Task objective
In the listing below, how many lines contain the string "tahoe", matching case exactly? Reply with the number alone.

[Point annotation listing]

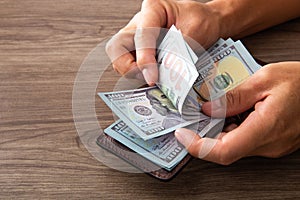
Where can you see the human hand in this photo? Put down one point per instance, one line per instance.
(271, 130)
(132, 51)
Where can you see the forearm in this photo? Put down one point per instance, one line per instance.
(239, 18)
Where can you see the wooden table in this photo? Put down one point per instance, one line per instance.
(42, 45)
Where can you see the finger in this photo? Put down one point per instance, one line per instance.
(239, 99)
(152, 15)
(238, 143)
(120, 48)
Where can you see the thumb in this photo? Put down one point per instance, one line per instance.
(152, 18)
(237, 100)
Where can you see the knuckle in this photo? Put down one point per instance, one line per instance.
(233, 97)
(225, 156)
(150, 2)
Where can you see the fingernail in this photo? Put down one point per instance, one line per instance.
(148, 76)
(184, 137)
(139, 76)
(216, 104)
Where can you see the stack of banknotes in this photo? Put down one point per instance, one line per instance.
(149, 116)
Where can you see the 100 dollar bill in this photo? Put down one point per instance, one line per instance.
(224, 71)
(177, 72)
(147, 111)
(165, 150)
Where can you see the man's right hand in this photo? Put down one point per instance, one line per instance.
(133, 49)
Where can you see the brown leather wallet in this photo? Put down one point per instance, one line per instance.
(147, 166)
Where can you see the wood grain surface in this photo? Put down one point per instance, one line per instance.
(42, 46)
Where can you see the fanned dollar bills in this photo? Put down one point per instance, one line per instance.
(149, 116)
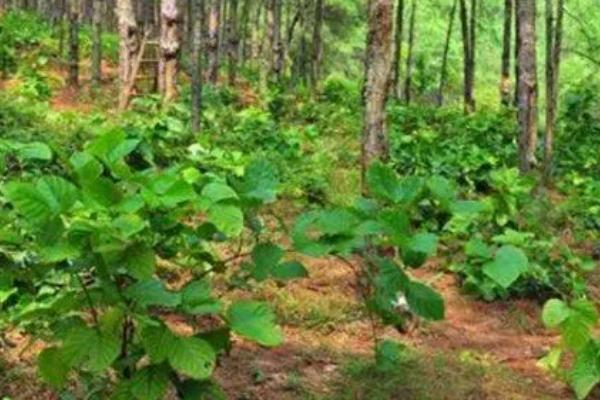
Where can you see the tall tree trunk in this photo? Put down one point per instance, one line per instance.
(233, 40)
(378, 64)
(409, 57)
(468, 31)
(317, 43)
(213, 40)
(128, 48)
(444, 70)
(553, 49)
(527, 84)
(398, 33)
(97, 17)
(74, 10)
(505, 92)
(170, 46)
(197, 17)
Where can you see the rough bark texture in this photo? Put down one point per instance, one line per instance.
(527, 85)
(378, 63)
(505, 92)
(409, 56)
(553, 50)
(128, 47)
(233, 40)
(74, 10)
(197, 16)
(213, 40)
(97, 17)
(444, 70)
(170, 45)
(317, 42)
(397, 62)
(468, 31)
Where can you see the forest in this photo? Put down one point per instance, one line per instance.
(299, 199)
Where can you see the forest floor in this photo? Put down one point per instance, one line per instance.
(480, 351)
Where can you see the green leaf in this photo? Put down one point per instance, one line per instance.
(259, 182)
(255, 321)
(140, 261)
(52, 367)
(217, 191)
(510, 262)
(585, 374)
(193, 357)
(228, 218)
(555, 312)
(418, 248)
(150, 383)
(152, 293)
(425, 301)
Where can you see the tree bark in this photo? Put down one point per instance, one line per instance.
(527, 85)
(409, 56)
(317, 44)
(554, 28)
(378, 64)
(398, 33)
(444, 70)
(97, 17)
(128, 48)
(468, 31)
(233, 41)
(213, 41)
(74, 11)
(505, 92)
(170, 46)
(197, 16)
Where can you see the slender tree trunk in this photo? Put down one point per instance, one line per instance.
(197, 16)
(505, 92)
(213, 41)
(234, 41)
(527, 85)
(468, 31)
(170, 46)
(553, 49)
(444, 71)
(74, 10)
(409, 57)
(128, 48)
(378, 64)
(317, 42)
(397, 62)
(97, 17)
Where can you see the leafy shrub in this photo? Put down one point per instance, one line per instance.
(83, 259)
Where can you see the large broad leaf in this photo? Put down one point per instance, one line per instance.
(418, 248)
(48, 198)
(52, 367)
(425, 301)
(510, 262)
(255, 321)
(90, 348)
(260, 182)
(555, 312)
(150, 383)
(193, 357)
(585, 374)
(228, 218)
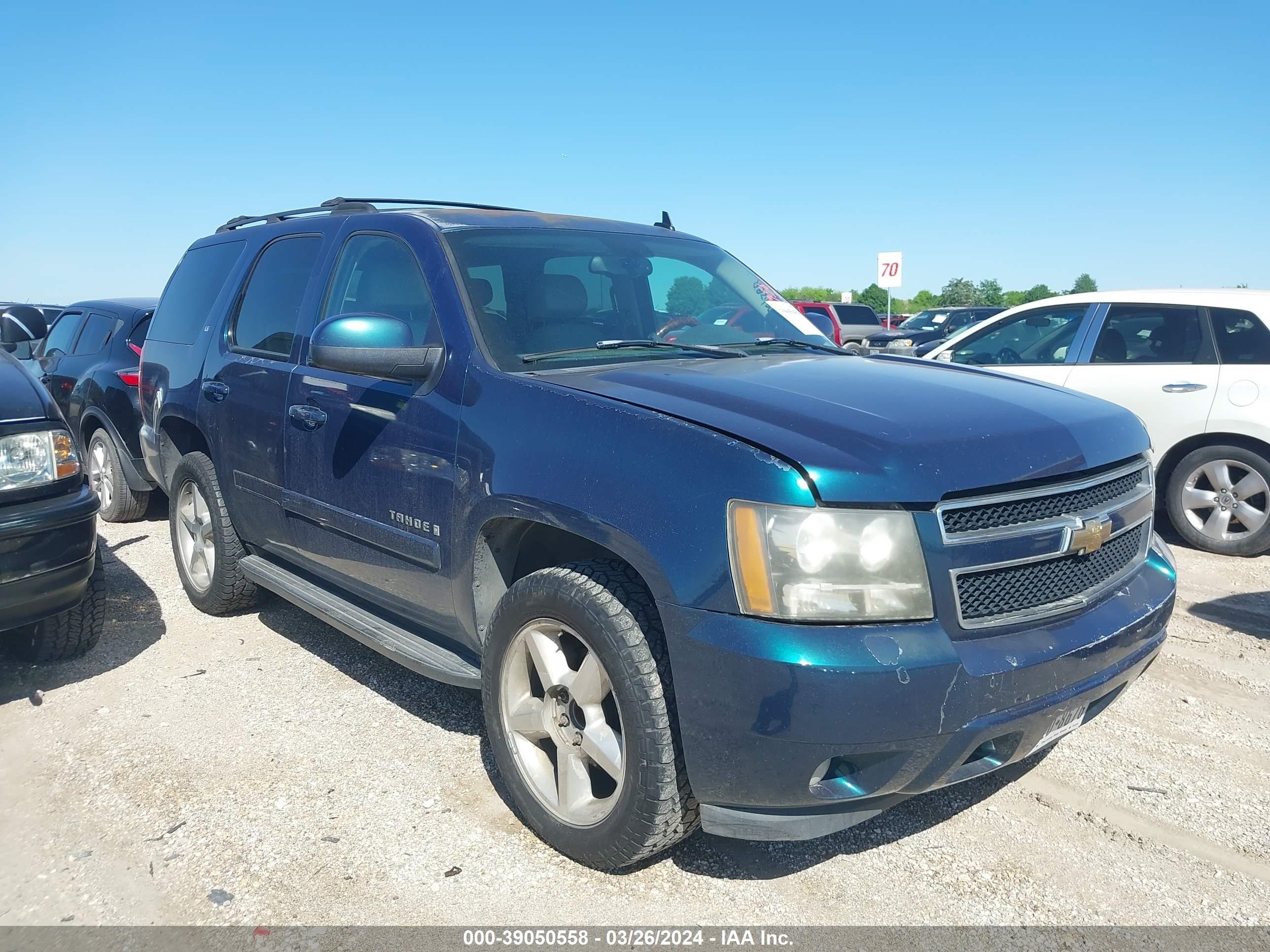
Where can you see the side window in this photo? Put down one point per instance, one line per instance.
(192, 290)
(1039, 337)
(267, 314)
(379, 274)
(1150, 334)
(821, 322)
(97, 332)
(138, 338)
(61, 336)
(599, 287)
(1241, 336)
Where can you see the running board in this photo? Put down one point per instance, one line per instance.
(390, 640)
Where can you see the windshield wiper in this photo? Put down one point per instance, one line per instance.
(792, 342)
(616, 344)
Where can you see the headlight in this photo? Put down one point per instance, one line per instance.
(827, 564)
(36, 459)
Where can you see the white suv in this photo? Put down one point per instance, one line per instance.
(1193, 365)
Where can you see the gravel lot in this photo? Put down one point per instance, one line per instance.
(266, 768)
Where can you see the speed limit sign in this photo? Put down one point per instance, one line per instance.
(891, 270)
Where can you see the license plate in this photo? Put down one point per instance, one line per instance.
(1063, 724)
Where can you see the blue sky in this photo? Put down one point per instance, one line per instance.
(1025, 142)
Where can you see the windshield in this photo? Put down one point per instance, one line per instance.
(926, 320)
(537, 291)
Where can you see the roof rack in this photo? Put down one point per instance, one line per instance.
(349, 206)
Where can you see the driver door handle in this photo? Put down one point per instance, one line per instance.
(309, 418)
(215, 391)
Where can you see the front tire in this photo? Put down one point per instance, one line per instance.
(1220, 501)
(68, 635)
(204, 540)
(106, 473)
(581, 715)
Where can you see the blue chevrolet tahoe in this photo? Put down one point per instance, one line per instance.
(703, 580)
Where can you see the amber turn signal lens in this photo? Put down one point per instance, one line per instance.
(65, 455)
(750, 560)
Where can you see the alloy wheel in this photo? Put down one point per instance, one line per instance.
(100, 474)
(562, 723)
(195, 539)
(1226, 501)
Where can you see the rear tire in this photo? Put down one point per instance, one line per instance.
(118, 502)
(204, 541)
(68, 635)
(1196, 501)
(602, 613)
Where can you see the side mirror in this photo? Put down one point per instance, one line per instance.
(22, 323)
(373, 345)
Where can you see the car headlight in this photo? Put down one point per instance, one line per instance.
(845, 565)
(35, 459)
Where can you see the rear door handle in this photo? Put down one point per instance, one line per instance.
(309, 418)
(215, 391)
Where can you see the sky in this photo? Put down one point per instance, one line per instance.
(1025, 142)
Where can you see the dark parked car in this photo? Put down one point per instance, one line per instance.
(23, 349)
(741, 578)
(929, 328)
(52, 585)
(91, 364)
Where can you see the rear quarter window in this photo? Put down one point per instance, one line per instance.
(1241, 336)
(191, 292)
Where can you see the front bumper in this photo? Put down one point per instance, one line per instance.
(47, 547)
(896, 710)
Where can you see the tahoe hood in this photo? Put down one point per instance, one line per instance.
(881, 429)
(22, 398)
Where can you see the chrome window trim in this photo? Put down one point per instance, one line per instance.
(1061, 606)
(1067, 521)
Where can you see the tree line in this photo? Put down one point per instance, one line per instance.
(959, 292)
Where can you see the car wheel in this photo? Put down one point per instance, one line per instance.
(204, 541)
(68, 635)
(106, 473)
(1220, 499)
(581, 715)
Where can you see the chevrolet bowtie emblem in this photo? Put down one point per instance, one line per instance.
(1090, 536)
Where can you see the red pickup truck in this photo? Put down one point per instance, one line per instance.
(843, 324)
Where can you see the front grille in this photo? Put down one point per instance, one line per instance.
(1019, 512)
(1034, 585)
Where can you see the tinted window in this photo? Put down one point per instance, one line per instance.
(1241, 337)
(267, 314)
(1148, 334)
(139, 334)
(1041, 336)
(379, 274)
(97, 332)
(856, 314)
(61, 334)
(192, 290)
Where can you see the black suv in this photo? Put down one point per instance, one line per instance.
(91, 364)
(52, 585)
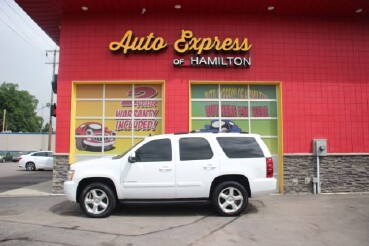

Final answer
2